## Exercise:
Count how many lines of the records below contain the word "canopy". Reply with the number only.

## Record excerpts:

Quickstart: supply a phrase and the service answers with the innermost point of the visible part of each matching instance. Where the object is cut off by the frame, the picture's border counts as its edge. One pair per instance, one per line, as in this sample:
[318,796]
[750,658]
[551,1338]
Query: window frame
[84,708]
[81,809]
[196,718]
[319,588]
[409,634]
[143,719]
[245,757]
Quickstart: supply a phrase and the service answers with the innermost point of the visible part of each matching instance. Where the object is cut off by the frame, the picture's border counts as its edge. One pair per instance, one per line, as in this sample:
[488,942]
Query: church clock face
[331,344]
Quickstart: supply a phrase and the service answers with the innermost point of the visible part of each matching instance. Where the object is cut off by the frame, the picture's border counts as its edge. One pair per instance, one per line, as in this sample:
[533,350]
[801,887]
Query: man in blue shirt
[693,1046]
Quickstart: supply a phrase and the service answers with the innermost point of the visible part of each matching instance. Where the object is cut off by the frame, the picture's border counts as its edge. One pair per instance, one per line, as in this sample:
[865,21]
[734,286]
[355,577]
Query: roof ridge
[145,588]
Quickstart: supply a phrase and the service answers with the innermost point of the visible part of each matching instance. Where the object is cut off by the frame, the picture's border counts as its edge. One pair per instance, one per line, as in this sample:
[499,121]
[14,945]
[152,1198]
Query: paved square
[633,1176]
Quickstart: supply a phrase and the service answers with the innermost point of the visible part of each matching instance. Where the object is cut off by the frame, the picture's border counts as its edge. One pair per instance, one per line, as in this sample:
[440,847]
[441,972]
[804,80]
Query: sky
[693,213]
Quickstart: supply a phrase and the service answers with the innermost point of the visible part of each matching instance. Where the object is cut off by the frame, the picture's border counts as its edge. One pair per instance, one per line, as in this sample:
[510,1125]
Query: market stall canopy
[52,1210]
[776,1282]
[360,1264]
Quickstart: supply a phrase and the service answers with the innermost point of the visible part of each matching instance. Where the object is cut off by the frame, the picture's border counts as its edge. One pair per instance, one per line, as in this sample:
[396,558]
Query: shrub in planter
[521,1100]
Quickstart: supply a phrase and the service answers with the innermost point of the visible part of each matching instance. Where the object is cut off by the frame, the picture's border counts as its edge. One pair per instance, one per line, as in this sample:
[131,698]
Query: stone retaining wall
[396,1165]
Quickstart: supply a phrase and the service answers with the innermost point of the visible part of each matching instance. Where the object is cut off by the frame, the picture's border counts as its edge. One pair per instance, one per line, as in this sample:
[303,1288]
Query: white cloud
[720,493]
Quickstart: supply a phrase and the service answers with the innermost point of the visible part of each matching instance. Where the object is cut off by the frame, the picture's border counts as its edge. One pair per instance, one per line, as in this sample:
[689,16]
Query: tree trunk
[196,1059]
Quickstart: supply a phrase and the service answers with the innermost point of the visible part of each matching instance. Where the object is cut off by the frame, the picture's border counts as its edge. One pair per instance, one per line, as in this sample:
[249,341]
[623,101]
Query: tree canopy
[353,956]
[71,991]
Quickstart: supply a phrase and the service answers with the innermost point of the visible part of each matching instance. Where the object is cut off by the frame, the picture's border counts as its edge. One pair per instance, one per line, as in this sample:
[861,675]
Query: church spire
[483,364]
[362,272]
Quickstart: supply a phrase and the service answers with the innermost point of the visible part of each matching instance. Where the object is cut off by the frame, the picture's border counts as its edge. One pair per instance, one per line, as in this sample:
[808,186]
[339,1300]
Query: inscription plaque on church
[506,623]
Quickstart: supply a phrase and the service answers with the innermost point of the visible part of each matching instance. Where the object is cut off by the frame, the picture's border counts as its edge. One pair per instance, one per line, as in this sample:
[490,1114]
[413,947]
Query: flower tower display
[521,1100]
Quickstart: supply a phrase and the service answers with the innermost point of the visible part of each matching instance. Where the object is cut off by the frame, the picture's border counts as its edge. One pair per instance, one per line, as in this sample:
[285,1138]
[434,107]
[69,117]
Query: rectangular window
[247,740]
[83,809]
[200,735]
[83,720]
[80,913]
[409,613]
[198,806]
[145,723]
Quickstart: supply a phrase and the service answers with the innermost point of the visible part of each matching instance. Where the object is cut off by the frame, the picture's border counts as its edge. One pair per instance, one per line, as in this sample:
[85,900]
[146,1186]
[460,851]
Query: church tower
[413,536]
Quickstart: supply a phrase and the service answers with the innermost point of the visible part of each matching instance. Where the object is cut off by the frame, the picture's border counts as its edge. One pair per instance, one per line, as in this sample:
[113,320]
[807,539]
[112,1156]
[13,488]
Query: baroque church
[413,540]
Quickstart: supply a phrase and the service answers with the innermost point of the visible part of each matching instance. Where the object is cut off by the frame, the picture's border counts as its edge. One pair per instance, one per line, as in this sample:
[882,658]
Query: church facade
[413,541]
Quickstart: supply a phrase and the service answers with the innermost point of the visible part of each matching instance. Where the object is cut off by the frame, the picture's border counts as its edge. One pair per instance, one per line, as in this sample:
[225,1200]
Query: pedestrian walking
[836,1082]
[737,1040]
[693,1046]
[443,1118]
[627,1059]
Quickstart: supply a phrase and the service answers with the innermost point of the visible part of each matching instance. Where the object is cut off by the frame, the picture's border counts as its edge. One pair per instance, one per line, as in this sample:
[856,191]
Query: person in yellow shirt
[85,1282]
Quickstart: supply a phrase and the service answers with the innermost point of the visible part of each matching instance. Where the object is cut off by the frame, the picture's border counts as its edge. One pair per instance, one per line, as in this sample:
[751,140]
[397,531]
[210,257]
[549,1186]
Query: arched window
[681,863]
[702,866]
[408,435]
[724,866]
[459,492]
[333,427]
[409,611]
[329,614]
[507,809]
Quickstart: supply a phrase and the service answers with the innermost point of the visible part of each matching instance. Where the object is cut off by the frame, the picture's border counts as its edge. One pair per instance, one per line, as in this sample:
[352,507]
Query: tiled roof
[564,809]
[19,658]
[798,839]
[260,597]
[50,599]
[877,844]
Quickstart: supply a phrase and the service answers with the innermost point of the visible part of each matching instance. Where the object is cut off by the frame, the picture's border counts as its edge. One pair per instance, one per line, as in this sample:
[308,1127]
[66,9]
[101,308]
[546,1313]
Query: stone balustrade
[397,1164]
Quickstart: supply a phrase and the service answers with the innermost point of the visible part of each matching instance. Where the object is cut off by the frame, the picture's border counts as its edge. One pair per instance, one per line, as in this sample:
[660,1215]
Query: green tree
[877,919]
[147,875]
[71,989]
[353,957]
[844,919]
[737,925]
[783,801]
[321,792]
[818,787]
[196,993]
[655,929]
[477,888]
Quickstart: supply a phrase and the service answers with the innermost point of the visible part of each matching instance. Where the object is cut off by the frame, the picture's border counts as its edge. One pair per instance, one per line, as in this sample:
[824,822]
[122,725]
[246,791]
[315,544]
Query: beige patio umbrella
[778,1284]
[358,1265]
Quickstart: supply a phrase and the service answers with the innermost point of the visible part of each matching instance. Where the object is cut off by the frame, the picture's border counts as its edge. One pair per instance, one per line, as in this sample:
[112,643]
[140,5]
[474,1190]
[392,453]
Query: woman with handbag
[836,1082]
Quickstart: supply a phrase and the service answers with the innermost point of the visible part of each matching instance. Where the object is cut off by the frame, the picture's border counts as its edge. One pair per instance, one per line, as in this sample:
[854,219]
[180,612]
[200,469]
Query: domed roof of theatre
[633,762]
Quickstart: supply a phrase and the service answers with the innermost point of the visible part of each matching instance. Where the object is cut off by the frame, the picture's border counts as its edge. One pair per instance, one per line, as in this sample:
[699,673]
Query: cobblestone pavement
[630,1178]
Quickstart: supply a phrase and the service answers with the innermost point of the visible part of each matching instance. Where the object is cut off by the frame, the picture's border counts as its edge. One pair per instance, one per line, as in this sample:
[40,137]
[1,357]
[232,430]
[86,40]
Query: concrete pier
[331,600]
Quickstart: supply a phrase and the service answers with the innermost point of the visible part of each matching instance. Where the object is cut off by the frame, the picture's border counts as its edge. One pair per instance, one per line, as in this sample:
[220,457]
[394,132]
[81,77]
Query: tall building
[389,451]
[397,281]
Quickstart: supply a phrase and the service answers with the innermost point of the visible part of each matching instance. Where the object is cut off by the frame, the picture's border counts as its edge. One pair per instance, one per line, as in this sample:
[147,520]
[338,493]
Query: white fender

## Response for this exercise:
2